→ **WHAT TO DO**: Change "church tower" to "bell tower" in the lines of the material from the one holding "of the church" through the end, inclusive. Write out only those lines, with nothing else altered.
┌──
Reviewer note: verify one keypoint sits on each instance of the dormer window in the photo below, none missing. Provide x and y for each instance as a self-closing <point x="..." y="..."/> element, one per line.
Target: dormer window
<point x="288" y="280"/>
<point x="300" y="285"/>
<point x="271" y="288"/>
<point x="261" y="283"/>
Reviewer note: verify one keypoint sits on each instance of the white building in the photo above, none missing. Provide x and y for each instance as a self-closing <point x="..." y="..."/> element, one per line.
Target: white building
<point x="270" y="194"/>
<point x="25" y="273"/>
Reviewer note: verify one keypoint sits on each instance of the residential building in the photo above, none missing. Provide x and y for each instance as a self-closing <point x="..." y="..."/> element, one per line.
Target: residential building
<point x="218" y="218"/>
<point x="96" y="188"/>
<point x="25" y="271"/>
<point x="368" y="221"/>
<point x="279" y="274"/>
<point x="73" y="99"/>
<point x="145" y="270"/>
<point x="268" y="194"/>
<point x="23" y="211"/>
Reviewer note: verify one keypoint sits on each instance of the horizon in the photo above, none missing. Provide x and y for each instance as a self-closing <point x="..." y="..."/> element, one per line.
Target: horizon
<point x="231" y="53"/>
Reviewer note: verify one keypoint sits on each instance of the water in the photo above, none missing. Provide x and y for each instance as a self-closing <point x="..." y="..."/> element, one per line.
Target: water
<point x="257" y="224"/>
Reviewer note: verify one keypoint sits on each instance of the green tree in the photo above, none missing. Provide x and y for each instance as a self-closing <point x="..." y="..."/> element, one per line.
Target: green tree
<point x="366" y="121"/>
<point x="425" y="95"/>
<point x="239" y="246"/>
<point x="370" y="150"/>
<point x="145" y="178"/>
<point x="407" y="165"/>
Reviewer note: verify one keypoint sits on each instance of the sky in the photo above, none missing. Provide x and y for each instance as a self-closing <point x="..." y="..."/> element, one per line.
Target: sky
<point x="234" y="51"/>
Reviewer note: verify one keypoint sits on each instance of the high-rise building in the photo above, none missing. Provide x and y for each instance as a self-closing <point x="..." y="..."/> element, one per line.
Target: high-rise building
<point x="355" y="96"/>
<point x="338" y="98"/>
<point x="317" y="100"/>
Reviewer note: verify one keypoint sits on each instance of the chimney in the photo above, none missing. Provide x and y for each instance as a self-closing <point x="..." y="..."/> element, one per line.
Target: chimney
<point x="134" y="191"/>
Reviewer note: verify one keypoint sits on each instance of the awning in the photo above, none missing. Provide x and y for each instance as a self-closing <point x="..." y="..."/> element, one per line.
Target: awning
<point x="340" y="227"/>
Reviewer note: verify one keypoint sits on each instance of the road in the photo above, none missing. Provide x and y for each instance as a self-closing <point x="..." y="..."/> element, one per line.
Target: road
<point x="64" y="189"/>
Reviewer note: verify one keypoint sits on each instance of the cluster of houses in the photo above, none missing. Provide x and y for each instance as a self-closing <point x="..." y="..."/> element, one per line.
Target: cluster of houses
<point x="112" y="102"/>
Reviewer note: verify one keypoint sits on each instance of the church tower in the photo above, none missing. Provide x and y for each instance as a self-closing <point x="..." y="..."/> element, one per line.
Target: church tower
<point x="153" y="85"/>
└──
→ **OUTPUT**:
Reviewer note: verify one keypoint sits on each instance of the bell tower in the photo above, none missing. Provide x and y for each instance as a self-closing <point x="..." y="..."/> element, one per line.
Target: bell tower
<point x="153" y="85"/>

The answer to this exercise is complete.